> [AIM] Copy every one of the records below line for line, changing nothing, and leave the pictures out of your copy.

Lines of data
• • • •

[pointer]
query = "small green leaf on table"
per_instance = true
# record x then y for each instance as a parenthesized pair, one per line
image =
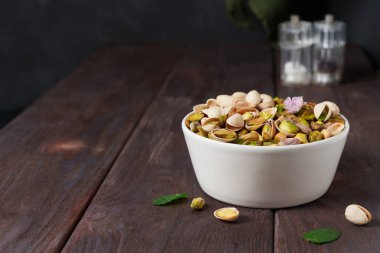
(163, 200)
(322, 235)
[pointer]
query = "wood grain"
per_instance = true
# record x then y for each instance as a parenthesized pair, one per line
(356, 180)
(155, 161)
(54, 156)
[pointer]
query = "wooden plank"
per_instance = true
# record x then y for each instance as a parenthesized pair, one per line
(55, 155)
(355, 180)
(155, 161)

• • • •

> [THE REPLY]
[pointer]
query = "small green leaf on table"
per_instance = true
# record x then y for each instance as a parenthesized pair, one per line
image =
(163, 200)
(322, 235)
[pointer]
query = "wood grain"
per_instance = true
# record x then y for each instance as a parenthesized pair, one per line
(356, 180)
(155, 161)
(54, 156)
[pointer]
query = "wooden plank"
per_instance = true
# record x then y for each instance as a parenthesized pair, one per line
(55, 155)
(355, 180)
(155, 161)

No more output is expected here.